» **Your goal**:
Please rewrite all the rows below with "setting one point per instance" changed to "placing a single point on each instance" and everything else unchanged, leaving the pictures out of your answer.
[start]
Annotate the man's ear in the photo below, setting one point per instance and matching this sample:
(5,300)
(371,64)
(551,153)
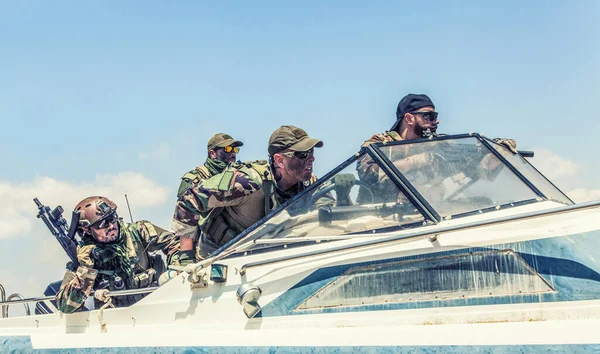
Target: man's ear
(278,160)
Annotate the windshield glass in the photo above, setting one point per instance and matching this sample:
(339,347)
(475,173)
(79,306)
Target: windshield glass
(341,204)
(546,187)
(457,176)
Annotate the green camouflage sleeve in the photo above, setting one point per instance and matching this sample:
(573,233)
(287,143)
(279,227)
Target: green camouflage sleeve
(75,289)
(366,167)
(185,184)
(229,188)
(326,200)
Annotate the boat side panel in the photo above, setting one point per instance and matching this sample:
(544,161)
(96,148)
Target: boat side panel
(22,344)
(566,263)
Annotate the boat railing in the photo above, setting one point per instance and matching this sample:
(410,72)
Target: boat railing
(21,300)
(20,297)
(2,300)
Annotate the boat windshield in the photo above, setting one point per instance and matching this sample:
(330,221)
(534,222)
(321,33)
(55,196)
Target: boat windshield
(457,176)
(404,185)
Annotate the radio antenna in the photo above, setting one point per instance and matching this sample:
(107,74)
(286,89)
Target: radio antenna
(128,208)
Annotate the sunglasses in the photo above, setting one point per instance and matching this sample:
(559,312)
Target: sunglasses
(430,116)
(230,148)
(299,154)
(106,221)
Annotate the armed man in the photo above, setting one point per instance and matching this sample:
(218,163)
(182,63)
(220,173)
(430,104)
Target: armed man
(113,255)
(226,204)
(222,150)
(416,118)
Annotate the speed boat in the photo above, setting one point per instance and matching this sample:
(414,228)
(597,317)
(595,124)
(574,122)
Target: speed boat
(452,244)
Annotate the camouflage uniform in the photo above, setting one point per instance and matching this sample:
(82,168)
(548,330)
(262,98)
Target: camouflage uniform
(128,258)
(369,172)
(211,167)
(226,204)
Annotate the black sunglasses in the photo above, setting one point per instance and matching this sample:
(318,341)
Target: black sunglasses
(300,154)
(430,116)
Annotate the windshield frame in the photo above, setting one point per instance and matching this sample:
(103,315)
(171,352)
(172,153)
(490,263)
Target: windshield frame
(431,216)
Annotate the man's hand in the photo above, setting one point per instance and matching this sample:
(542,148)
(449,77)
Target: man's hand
(183,258)
(102,255)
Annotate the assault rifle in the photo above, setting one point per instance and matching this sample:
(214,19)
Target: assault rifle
(58,226)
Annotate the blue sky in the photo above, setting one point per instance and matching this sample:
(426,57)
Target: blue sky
(92,91)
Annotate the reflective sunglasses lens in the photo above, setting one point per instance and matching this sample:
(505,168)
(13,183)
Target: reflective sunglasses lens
(303,154)
(431,116)
(103,224)
(229,149)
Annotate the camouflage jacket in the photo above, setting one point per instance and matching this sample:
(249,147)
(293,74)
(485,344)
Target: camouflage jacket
[end]
» **Result below**:
Annotate the man's ear in the photo below, placing a single point on each instance and matching this sample:
(5,300)
(371,64)
(551,153)
Target: man's ear
(278,160)
Annotate the windshield glass in the photo above, placing a single point on each instance and matching this sample:
(339,347)
(475,173)
(79,306)
Target: windshield glass
(341,204)
(546,187)
(457,176)
Annotate the green camouflage sleeve in the photo above, placing a single point on each instance and matching this sample:
(573,233)
(287,143)
(279,227)
Target: green camouflage sleeve
(75,289)
(366,167)
(185,184)
(229,188)
(326,200)
Annotate the boat side panel in the photo above, placing a single point on each instance and matching this sample:
(544,161)
(96,148)
Target: boat side panel
(22,344)
(566,263)
Annotate the boat railing in the photo above, placing a single point on each instance and matching this sample:
(410,72)
Target: boat railing
(21,300)
(20,297)
(2,300)
Annotate the boat windshield in the photo above, placing a single point on each instance and matching this sample:
(330,221)
(534,222)
(321,33)
(55,196)
Target: boat windshield
(457,176)
(404,185)
Annotate the radio antenna in the photo above, placing a single point on each instance and matching this sample:
(107,74)
(286,89)
Target: radio antenna
(128,208)
Annotate the sunglasses in the photo above, placing a single point on each instance and matching this sample:
(559,312)
Target: sunglasses
(430,116)
(230,148)
(299,154)
(106,221)
Annotate the armed man in the photo above, placing a single point on each instance and matching this sample:
(218,163)
(182,63)
(220,173)
(430,104)
Target: armed man
(113,255)
(226,204)
(222,150)
(416,118)
Annotate the speed boat in the photo above, placing a single point on each instance and matching this sample:
(414,228)
(597,317)
(595,124)
(574,122)
Target: speed boat
(452,244)
Annotate the camouflage uniform in the photo above, placing a single point on each instance and matching this sample:
(82,168)
(548,330)
(262,98)
Target: camouflage uniform
(128,258)
(369,172)
(211,167)
(226,204)
Annotate the black sunglasses in the photo above, placing a single point on each instance and matching this sample:
(318,341)
Target: black sunglasses
(300,154)
(430,116)
Annotate the windshield frame in the photo above, placing a single point on each instance and matching this sample:
(103,315)
(171,352)
(172,153)
(490,263)
Target: windshield frame
(431,216)
Annotate the man's hand in the photo above, placing a single point on each instance and matching this sample:
(542,148)
(449,77)
Target: man's hand
(183,258)
(102,255)
Annotate the assault rifle in the photo above, placing a single point on each instance and matching this sample:
(214,19)
Target: assault rifle
(58,226)
Annotate the blue sky in the photo above, placing a single point on each instance and matching this sample:
(426,57)
Target: blue sky
(92,91)
Annotate the reflective sunglasses lens in the photo above, placing a single point on each instance and matching this sample:
(505,168)
(13,183)
Target: reflective sunglasses lens
(303,154)
(431,116)
(103,224)
(229,149)
Annotate the camouflage jacket in the photo above, placing a single point on each instance and matching this sample:
(249,147)
(293,74)
(485,344)
Target: camouflage jacket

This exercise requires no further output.